** WHAT IS NEEDED **
An exact transcription of every record is needed, leaving out the pictures.

** GIVEN RECORDS **
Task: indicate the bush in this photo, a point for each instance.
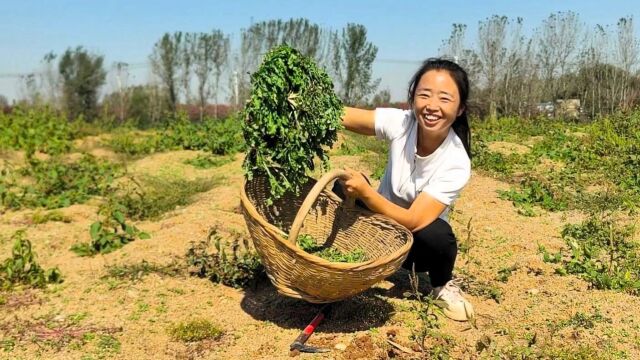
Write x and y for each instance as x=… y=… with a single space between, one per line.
x=237 y=270
x=153 y=196
x=35 y=130
x=195 y=330
x=109 y=233
x=22 y=268
x=54 y=183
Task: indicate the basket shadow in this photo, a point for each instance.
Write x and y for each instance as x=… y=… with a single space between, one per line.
x=358 y=313
x=399 y=283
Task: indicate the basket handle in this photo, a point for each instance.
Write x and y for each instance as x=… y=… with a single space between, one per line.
x=311 y=198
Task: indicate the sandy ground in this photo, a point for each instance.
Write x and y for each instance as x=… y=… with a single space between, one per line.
x=260 y=324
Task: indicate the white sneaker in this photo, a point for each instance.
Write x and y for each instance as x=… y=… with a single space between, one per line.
x=453 y=303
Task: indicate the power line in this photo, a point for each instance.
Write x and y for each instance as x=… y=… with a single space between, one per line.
x=137 y=66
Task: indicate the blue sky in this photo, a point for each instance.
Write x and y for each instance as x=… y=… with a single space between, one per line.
x=407 y=31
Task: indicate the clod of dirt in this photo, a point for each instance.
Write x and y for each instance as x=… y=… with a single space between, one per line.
x=361 y=347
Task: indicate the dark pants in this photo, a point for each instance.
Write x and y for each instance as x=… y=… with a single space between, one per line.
x=434 y=248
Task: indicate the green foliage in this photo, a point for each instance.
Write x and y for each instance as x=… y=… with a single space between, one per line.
x=535 y=192
x=603 y=253
x=237 y=270
x=55 y=183
x=309 y=244
x=209 y=161
x=601 y=153
x=36 y=130
x=22 y=269
x=195 y=330
x=40 y=217
x=110 y=232
x=432 y=342
x=216 y=136
x=134 y=272
x=292 y=115
x=153 y=196
x=134 y=144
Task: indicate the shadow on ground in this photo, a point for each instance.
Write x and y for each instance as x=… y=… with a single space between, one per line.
x=358 y=313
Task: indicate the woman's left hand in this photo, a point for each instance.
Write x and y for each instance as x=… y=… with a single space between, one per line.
x=355 y=185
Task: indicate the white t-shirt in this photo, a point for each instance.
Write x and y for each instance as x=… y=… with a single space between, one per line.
x=441 y=174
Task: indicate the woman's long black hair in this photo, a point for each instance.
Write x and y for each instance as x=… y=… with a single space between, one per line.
x=459 y=75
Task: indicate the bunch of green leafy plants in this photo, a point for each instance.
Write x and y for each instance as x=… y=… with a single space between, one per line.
x=34 y=130
x=292 y=116
x=239 y=269
x=110 y=232
x=603 y=253
x=307 y=243
x=22 y=268
x=55 y=182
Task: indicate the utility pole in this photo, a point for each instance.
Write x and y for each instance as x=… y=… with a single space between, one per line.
x=235 y=86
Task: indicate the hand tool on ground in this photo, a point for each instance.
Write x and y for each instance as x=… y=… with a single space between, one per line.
x=299 y=345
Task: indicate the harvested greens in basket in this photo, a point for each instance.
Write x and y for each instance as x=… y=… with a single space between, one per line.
x=292 y=116
x=308 y=244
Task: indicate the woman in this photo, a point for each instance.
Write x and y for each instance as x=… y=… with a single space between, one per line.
x=429 y=164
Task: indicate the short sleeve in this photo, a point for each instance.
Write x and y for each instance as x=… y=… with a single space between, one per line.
x=391 y=123
x=447 y=184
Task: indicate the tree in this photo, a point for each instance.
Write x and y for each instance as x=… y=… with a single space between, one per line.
x=4 y=102
x=82 y=76
x=352 y=64
x=165 y=61
x=628 y=49
x=210 y=56
x=492 y=53
x=558 y=40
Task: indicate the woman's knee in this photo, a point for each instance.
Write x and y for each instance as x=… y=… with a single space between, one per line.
x=437 y=235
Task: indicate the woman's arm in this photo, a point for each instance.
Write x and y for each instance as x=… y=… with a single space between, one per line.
x=359 y=121
x=423 y=211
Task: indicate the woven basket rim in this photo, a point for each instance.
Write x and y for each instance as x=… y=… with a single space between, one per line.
x=316 y=260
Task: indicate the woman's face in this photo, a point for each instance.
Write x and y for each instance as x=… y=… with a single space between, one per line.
x=436 y=103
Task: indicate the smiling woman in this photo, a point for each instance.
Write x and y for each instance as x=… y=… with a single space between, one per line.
x=429 y=164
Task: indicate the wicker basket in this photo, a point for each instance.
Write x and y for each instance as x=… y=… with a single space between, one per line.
x=325 y=216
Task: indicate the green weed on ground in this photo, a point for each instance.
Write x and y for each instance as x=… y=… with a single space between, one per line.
x=22 y=269
x=55 y=183
x=238 y=269
x=195 y=330
x=149 y=197
x=110 y=232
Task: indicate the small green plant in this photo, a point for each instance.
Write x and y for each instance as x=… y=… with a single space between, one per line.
x=505 y=273
x=41 y=217
x=22 y=269
x=110 y=232
x=135 y=272
x=56 y=183
x=432 y=342
x=238 y=270
x=603 y=253
x=535 y=192
x=149 y=197
x=307 y=243
x=209 y=161
x=195 y=330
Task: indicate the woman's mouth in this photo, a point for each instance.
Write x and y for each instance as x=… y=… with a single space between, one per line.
x=431 y=119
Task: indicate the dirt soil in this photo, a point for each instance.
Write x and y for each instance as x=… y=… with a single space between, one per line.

** ANSWER BELOW **
Task: indicate the bush in this photo, a point for each instance.
Write x and y for each instance as x=… y=… with a single space between, one per line.
x=237 y=270
x=153 y=196
x=35 y=130
x=195 y=330
x=109 y=233
x=22 y=268
x=54 y=183
Task: indicate the basket shadow in this photo, a point for each instance.
Write x and y for each instance as x=… y=… with a single space between, one per line.
x=358 y=313
x=399 y=283
Task: indicate the basket handle in this photo, a point for each instance.
Write x and y for each instance as x=… y=… with a single space between, one per line.
x=311 y=198
Task: indicate the sandy ground in this photo, a point for each instance.
Write x and y for each instance as x=… y=… with a single space between, one per line.
x=260 y=324
Task: indicate the white sneaker in this photo, a point for each instance.
Write x and y for each instance as x=… y=… with a single space between, one per line.
x=453 y=303
Task: indicate the power line in this photo, a point for each instance.
Write x and y for each instance as x=… y=… with a single space between, one per line.
x=137 y=66
Task: indicate the blue sky in this photo, a point for each instance.
Write x and y for each instance as x=… y=… with a single space between, one per line.
x=407 y=31
Task: indicate the clod of dirt in this photo, a point for each instance.
Write x and y for each instance as x=… y=… with a single space between, one per line.
x=361 y=347
Task: indicate the dark pants in this photo, a point for each instance.
Write x and y for each instance as x=… y=… with a single space between, one per line.
x=434 y=248
Task: indicate the green foliage in this photo, a point for each instance.
Write x and y for each instance as x=… y=… with a single space between, one per line.
x=535 y=192
x=603 y=253
x=237 y=270
x=55 y=183
x=309 y=244
x=209 y=161
x=601 y=153
x=36 y=130
x=22 y=269
x=195 y=330
x=40 y=217
x=110 y=232
x=432 y=342
x=216 y=136
x=134 y=272
x=292 y=115
x=153 y=196
x=134 y=144
Task: indicate the shadow on ground in this photo, a point for each instance.
Write x and y for each instance as x=… y=… with a single space between, one per line.
x=358 y=313
Task: indicate the woman's left hand in this photo, a point for each instance.
Write x and y for each instance as x=… y=… with a single space between, one per line.
x=355 y=185
Task: indicate the white t-shirt in this photo, a point for each instance.
Write x and y for each instance as x=… y=… with a single space between, one per line.
x=441 y=174
Task: indicate the woman's long black hair in this photo, a point for each instance.
Write x and y for each instance as x=… y=… with a single space between, one per line.
x=459 y=75
Task: indicate the bunch of green leafy plants in this photo, a point for each instance.
Write x and y for each instance as x=… y=… with a single space between, one per line.
x=34 y=130
x=292 y=116
x=239 y=269
x=110 y=232
x=603 y=253
x=307 y=243
x=22 y=268
x=55 y=182
Task: indicate the utility pole in this photo, a point for each instance.
Write x and y for each instance as x=… y=… with a single space between, one per line.
x=235 y=86
Task: indicate the hand tool on ground in this photo, a point for each instance.
Write x and y for each instance as x=… y=… with a single space between, one per line.
x=299 y=345
Task: indicate the harvested greens in basket in this photo, a point for each instance.
Write x and y for each instance as x=… y=… with a single space between, one per line.
x=292 y=116
x=308 y=244
Task: indicate the woman in this photo, a point for each instance.
Write x and y for each instance as x=… y=… with a single space between, one per line.
x=429 y=164
Task: indicate the short sleeve in this photo, a point for each instance.
Write x and y for each instance as x=… y=… with a single space between, one per line.
x=391 y=123
x=447 y=184
Task: indicate the tree in this photo, a point for each instance.
Write x and y for each instance as x=… y=… with a single space between, one per line.
x=4 y=102
x=82 y=76
x=352 y=64
x=165 y=61
x=628 y=49
x=210 y=56
x=492 y=53
x=558 y=40
Task: indicate the woman's knee in this photo, a point for each instance.
Write x and y for each instance as x=… y=… with a single space between, one per line.
x=437 y=235
Task: indicate the woman's arm in this photo, a point for each instance.
Write x and y for each instance as x=… y=… with a single space between, one per line.
x=359 y=121
x=423 y=211
Task: indicate the woven basket rim in this photo, a point for each instance.
Write x and y for each instance as x=… y=… with a single space between, one per line.
x=316 y=260
Task: indicate the woman's face in this photo, a point for each instance.
Write x and y for each instance as x=… y=… with a single space between, one per line.
x=436 y=103
Task: indicate the smiling woman in this photo, a point for each instance.
Write x and y for each instance as x=… y=… with a single space between, one per line.
x=429 y=164
Task: indicate the wicker basket in this photo, a point for each instance.
Write x and y for each instance as x=… y=… with a single space between, one per line.
x=325 y=216
Task: indicate the green weed on ground in this photo, a point for each instance.
Write x and y for each instance as x=… y=… with a single space between, one per line.
x=22 y=269
x=55 y=183
x=238 y=269
x=195 y=330
x=149 y=197
x=110 y=232
Task: indicate the small green plant in this photo, a point for each instance.
Write x and y for each instance as x=… y=… with a single space between, one per line.
x=505 y=273
x=41 y=217
x=22 y=269
x=110 y=232
x=135 y=272
x=56 y=183
x=432 y=342
x=238 y=270
x=603 y=253
x=535 y=192
x=149 y=197
x=307 y=243
x=209 y=161
x=195 y=330
Task: indicate the woman's mouth in this photo, a point for each instance.
Write x and y for each instance as x=… y=… with a single space between, one per line.
x=431 y=119
Task: indicate the dirt soil in this photo, a point for each instance.
Write x and y for each instance as x=… y=… with a single space between, one per line.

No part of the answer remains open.